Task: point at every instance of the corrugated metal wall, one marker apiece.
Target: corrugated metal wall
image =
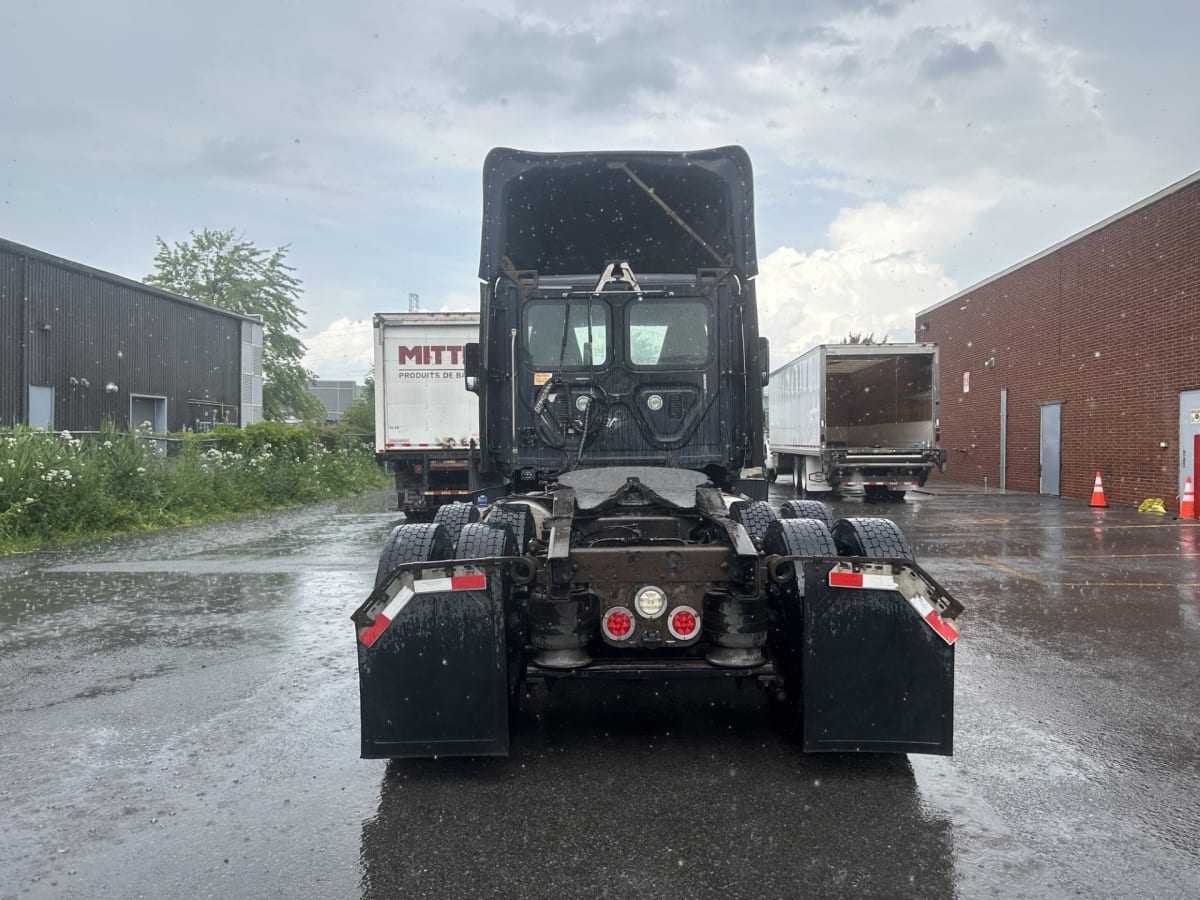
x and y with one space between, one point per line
11 383
99 340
════
**TASK BRIEF**
Please find every line in the records that contains the word "corrugated", and copy it out.

**COMPLETED TASK**
Task: point at every instance of the corrugated metal wall, one marker apiece.
Target: corrugated metal wall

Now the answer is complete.